**Text passage:**
____

Hi @Bioinformatics-rookie , I met the same problem before and solved it by installing libopenblas. I use anaconda so I ran conda install -c conda-forge libopenblas Hope it can help you.
This code is for exacting cell embeddings such as tsne or umap, you have to
RunTSNE
to get this slot. Also make sure you are using Seuratv2 rather than v3.@MichaelPeibo Would it be possible to elaborate the need for v2 over v3? I'm using v3 and getting an error (below) that I'm trying to trace, may be due to the inputs which may be version related.
> rvel.cd <- gene.relative.velocity.estimates(emat,nmat,deltaT=2, + kCells=10, + cell.dist=cell.dist, + fit.quantile=fit.quantile, + n.cores=2) matching cells between cell.dist and emat/nmat ... done calculating cell knn ... done calculating convolved matrices ... Error in intI(i, n = d[1], dn[[1]], give.dn = FALSE) : no 'dimnames[[.]]': cannot use character indexing In addition: Warning message: In labels(cell.dist) == colnames(emat) : longer object length is not a multiple of shorter object length
I have the same problem too. Have you guys solved it?

____

Records excerpted from a collection
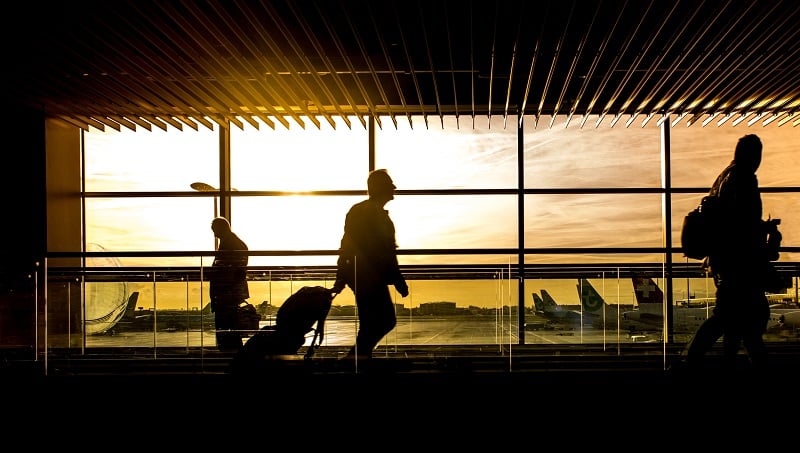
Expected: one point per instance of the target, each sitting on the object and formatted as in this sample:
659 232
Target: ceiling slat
224 63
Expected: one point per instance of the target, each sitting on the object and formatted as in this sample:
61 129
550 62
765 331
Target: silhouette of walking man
368 264
228 284
739 265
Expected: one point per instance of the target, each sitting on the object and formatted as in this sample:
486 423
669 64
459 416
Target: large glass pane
593 220
457 154
570 156
150 224
156 160
300 159
434 221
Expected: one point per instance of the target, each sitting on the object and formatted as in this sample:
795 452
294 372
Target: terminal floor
411 387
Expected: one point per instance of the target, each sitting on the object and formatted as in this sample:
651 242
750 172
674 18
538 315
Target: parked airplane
687 317
163 320
604 315
651 304
555 315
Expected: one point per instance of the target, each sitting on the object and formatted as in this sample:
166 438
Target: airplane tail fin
549 303
591 300
538 303
130 309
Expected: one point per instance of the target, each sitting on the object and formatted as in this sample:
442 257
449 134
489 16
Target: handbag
247 318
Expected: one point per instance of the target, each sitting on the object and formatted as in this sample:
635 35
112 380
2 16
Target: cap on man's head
220 225
748 151
379 181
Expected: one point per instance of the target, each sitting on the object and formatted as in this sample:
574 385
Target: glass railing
106 311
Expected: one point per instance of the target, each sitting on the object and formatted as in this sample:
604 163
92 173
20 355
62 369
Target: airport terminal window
700 153
300 159
157 160
571 156
460 154
593 220
455 172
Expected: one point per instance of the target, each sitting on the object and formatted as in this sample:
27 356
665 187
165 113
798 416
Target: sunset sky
462 155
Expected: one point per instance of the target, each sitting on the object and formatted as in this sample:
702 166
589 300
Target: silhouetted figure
739 265
368 264
228 284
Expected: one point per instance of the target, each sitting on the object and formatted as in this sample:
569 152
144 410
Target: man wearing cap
368 264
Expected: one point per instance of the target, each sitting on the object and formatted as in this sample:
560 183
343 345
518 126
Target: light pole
203 187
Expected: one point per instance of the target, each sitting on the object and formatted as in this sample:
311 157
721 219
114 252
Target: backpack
699 232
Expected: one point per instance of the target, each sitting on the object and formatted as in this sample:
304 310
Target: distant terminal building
439 309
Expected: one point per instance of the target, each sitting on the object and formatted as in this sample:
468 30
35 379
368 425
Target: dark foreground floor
419 388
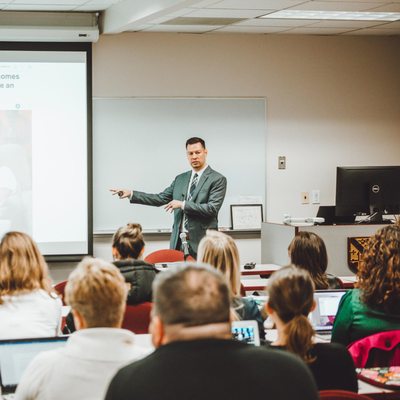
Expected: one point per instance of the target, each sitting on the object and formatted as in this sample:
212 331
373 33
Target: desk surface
260 269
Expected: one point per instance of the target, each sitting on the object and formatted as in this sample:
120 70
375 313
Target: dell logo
375 189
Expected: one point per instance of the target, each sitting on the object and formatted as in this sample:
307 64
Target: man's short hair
97 290
192 295
195 140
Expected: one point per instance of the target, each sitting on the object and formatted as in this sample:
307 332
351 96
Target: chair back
59 288
137 317
378 350
165 256
341 395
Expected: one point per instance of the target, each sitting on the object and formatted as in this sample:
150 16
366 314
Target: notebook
327 303
16 354
246 331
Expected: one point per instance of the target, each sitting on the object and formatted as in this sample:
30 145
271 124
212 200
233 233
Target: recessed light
340 15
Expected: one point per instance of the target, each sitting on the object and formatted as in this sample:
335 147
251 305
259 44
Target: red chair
59 288
341 395
137 317
378 350
165 256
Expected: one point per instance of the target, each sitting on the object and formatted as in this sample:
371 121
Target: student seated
291 299
28 306
307 251
96 292
196 357
127 249
374 306
220 251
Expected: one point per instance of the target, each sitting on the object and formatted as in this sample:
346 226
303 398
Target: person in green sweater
374 306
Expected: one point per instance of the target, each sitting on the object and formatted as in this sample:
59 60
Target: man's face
196 155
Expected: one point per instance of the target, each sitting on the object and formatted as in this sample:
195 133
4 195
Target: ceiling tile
346 24
182 28
336 6
371 31
256 4
250 29
263 22
316 31
392 7
225 13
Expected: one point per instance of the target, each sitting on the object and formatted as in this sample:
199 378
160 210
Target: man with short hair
96 292
195 197
195 357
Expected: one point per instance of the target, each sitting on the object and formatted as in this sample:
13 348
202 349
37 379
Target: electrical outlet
305 198
281 162
315 196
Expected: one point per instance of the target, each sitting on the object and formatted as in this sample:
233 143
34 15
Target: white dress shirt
83 368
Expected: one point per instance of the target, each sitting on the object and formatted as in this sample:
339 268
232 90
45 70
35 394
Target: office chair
137 317
166 256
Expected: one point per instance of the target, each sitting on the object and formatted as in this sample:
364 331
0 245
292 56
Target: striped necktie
189 197
193 186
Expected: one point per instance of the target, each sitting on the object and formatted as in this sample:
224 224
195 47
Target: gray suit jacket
201 211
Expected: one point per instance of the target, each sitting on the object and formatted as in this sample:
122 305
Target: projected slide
43 148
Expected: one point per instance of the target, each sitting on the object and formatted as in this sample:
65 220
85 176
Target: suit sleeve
153 199
213 204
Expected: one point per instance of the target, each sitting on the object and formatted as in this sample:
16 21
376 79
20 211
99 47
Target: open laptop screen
15 355
327 303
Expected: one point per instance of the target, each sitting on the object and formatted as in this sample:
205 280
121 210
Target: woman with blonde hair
220 251
374 305
291 299
28 305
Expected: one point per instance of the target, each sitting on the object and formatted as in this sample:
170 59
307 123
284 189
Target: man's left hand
172 205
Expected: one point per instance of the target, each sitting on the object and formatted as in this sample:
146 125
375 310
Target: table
260 269
348 281
254 284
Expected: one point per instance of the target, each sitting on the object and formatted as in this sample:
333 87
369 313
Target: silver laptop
246 331
327 303
16 354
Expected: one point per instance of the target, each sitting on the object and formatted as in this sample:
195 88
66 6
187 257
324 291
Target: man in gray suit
194 197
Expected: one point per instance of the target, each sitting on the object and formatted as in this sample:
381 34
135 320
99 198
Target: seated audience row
290 300
374 306
96 292
195 356
28 305
220 251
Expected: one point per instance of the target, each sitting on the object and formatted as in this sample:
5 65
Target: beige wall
331 100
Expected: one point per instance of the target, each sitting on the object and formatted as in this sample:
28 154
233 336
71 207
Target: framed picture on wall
246 216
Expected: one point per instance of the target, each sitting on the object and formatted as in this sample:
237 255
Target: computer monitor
372 191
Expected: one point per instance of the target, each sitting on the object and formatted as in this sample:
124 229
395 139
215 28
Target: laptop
15 356
327 304
246 331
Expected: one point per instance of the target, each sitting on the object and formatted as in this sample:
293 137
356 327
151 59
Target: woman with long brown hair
374 306
307 251
291 299
28 305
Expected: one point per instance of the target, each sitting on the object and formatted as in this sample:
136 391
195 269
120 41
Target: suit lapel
202 181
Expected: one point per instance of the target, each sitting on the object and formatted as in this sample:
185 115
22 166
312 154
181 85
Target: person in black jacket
127 249
196 357
291 299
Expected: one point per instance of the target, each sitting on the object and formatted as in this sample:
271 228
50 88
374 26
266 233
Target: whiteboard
139 143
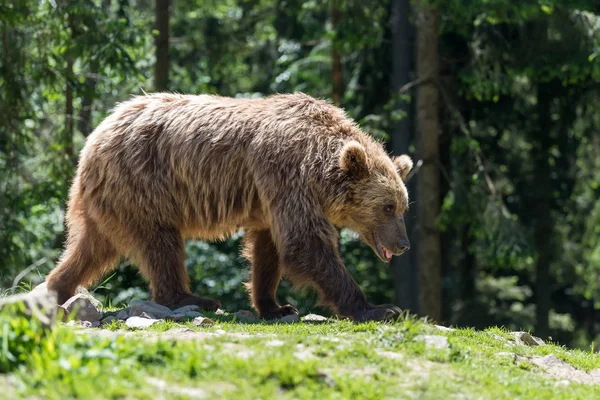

____

**Work request:** Quote the forum thread word for word, from "Hi @Bioinformatics-rookie , I" to "can help you.".

**Task solution:**
Hi @Bioinformatics-rookie , I met the same problem before and solved it by installing libopenblas. I use anaconda so I ran conda install -c conda-forge libopenblas Hope it can help you.